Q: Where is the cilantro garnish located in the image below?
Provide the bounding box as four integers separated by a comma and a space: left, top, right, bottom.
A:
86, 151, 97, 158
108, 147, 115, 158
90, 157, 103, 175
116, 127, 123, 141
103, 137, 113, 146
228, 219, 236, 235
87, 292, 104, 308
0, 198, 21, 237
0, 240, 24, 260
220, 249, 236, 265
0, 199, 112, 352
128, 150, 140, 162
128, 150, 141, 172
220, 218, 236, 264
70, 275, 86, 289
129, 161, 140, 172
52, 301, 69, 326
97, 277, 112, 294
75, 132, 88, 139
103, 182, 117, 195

* * *

▸ **Goal of the exercise**: Line by line, transcribe the data exactly.

▸ **Your response**:
Q: Where is the cilantro garnish located in the image below?
Provide the bounding box as four integers separated by a comma and a space: left, top, right, bottom.
A:
86, 151, 97, 158
108, 147, 115, 158
90, 157, 103, 175
116, 127, 123, 141
103, 137, 113, 146
228, 219, 236, 235
87, 292, 104, 308
0, 198, 21, 237
0, 240, 24, 260
220, 249, 236, 265
0, 199, 112, 352
128, 150, 140, 162
128, 150, 141, 172
220, 218, 236, 264
70, 275, 86, 289
129, 161, 140, 172
52, 301, 69, 326
97, 277, 112, 294
75, 132, 88, 139
103, 182, 117, 195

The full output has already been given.